Try it ▸ Repeat the entries shown below with every word and mark intact.
- - - - -
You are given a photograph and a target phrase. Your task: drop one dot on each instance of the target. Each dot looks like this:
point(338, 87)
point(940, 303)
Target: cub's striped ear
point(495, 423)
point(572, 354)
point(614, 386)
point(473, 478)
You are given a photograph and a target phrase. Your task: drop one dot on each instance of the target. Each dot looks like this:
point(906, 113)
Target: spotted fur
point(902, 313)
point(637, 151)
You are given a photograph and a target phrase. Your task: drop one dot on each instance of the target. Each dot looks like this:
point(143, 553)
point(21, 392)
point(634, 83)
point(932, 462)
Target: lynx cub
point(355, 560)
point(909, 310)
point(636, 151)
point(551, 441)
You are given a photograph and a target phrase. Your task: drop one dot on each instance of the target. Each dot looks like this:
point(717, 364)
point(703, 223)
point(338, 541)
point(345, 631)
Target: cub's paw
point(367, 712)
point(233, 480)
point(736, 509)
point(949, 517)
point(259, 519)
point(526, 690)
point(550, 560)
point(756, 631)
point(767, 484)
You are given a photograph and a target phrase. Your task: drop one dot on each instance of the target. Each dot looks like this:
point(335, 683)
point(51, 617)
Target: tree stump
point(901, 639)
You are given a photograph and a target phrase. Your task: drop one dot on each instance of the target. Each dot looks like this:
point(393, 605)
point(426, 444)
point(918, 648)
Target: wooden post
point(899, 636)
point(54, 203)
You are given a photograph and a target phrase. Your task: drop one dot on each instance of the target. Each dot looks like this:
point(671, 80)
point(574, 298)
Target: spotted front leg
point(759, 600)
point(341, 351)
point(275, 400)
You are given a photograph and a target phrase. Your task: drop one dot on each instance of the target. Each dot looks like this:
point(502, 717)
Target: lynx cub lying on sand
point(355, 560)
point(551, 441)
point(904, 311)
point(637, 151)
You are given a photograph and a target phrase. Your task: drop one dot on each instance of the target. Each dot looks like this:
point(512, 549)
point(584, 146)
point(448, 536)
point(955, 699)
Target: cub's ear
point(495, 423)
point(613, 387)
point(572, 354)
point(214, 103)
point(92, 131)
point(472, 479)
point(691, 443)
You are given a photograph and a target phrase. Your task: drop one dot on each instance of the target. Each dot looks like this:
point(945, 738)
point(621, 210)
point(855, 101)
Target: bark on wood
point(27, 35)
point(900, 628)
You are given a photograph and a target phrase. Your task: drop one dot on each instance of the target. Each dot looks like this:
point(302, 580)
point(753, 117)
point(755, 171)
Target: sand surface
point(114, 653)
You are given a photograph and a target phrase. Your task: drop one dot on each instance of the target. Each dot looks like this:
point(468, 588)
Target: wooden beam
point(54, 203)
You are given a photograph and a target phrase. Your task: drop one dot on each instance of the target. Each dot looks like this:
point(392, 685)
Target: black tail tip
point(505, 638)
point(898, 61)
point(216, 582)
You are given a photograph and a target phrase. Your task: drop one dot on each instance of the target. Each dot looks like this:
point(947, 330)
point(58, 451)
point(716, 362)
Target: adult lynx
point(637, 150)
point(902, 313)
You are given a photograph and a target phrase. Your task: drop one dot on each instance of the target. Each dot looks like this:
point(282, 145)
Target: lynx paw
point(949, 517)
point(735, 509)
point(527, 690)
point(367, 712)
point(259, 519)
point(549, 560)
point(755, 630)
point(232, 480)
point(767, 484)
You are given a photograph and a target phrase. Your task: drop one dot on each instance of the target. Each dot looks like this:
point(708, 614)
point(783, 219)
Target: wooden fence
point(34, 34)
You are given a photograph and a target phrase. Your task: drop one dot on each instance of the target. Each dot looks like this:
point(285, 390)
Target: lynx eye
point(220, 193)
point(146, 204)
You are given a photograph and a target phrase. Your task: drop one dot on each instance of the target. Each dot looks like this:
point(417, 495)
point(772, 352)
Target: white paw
- - - - -
Output ▸
You are given a photograph and a target phrase. Your task: drop one dot on each instance of the target. Each dot looks like this:
point(338, 87)
point(940, 303)
Target: cub's striped ear
point(495, 423)
point(572, 354)
point(614, 386)
point(473, 478)
You are given a photograph and a target phrase. Your task: drop one dot on each instance of the target. Each dot looks like this:
point(906, 113)
Target: spotted fur
point(902, 313)
point(637, 151)
You are given a photograph and a target phrase. Your task: drop one dot on each instance of the target. Each dot looks like this:
point(143, 553)
point(21, 392)
point(634, 83)
point(932, 462)
Target: lynx cub
point(355, 560)
point(909, 310)
point(636, 151)
point(551, 441)
You are given a photograph and a target phrase. Your task: drop one dot on each instance of the target. Each dot looks like this:
point(717, 364)
point(703, 223)
point(338, 541)
point(345, 631)
Target: cub's paw
point(367, 712)
point(233, 480)
point(736, 509)
point(949, 517)
point(259, 519)
point(526, 690)
point(550, 560)
point(756, 631)
point(767, 484)
You are given a photograph and a target phrase. Your task: drop one dot on each instance of the target. Each dot looks like this:
point(335, 683)
point(51, 617)
Target: tree stump
point(901, 639)
You are given a photograph and a target phrase. Your task: drop one dot on each instance of the target. Each dot looks like this:
point(393, 605)
point(426, 444)
point(918, 648)
Target: wooden post
point(899, 636)
point(54, 203)
You are given a photograph and a target phrase. Your task: drop one dot on each instance of the target. Each dot looks like this:
point(671, 80)
point(574, 298)
Target: spotted front leg
point(759, 600)
point(341, 351)
point(275, 400)
You are given a photograph and a target phrase. Your task: drop one dot on each instance of the target. Each dot looks like this:
point(502, 717)
Target: lynx cub lying on sand
point(355, 560)
point(551, 441)
point(904, 311)
point(637, 151)
You are given a photograph and a target phrase. Your task: drop one dot on each instance of the target. Each dot looks like this:
point(512, 549)
point(584, 146)
point(448, 536)
point(955, 699)
Target: cub's ear
point(495, 423)
point(613, 387)
point(572, 354)
point(214, 103)
point(92, 131)
point(472, 479)
point(691, 443)
You are given a photograph and a target phrase. Your task: drop one dot on each instance of the target. Each dot looks like this:
point(945, 738)
point(621, 210)
point(855, 101)
Target: bark on wood
point(27, 35)
point(900, 628)
You are given a photograph and a target phrase. Your task: drop one dot on each instance of the target. Each dot looks like this:
point(302, 580)
point(753, 117)
point(755, 171)
Target: sand surface
point(114, 653)
You are given a photograph and a target phrase. Your task: drop one dot on each instance of the target. Each dot looks like this:
point(468, 588)
Target: wooden beam
point(54, 203)
You are given a photograph and a target phrase. Your task: drop one dot on each instance of the target. Each dot looks like this:
point(392, 685)
Target: black tail tip
point(505, 638)
point(898, 61)
point(216, 582)
You are given a photograph and a target phrase. Your task: drop one dot on each instance of the target. Each dot looks like this:
point(947, 330)
point(58, 451)
point(716, 362)
Target: adult lynx
point(637, 150)
point(902, 313)
You are given a photograph and a target phrase. Your task: drop one dot on each instance of the target. Each dot looks like this:
point(282, 145)
Target: lynx paw
point(949, 517)
point(735, 509)
point(527, 690)
point(367, 712)
point(259, 519)
point(549, 560)
point(755, 630)
point(232, 480)
point(767, 484)
You are given a photograph and a target phrase. Your task: drop one dot on each instance of the target. Each dot looks like this:
point(708, 614)
point(783, 219)
Target: wooden fence
point(34, 34)
You are given a photograph and a target phrase. Your task: drop one dot on each instance of the target. Each dot looks like this:
point(285, 390)
Target: lynx eye
point(220, 193)
point(146, 204)
You are given a photograph and a target phrase. Your task: drop one dot on each instance of the target. Each dot looks like this:
point(417, 495)
point(772, 352)
Target: white paw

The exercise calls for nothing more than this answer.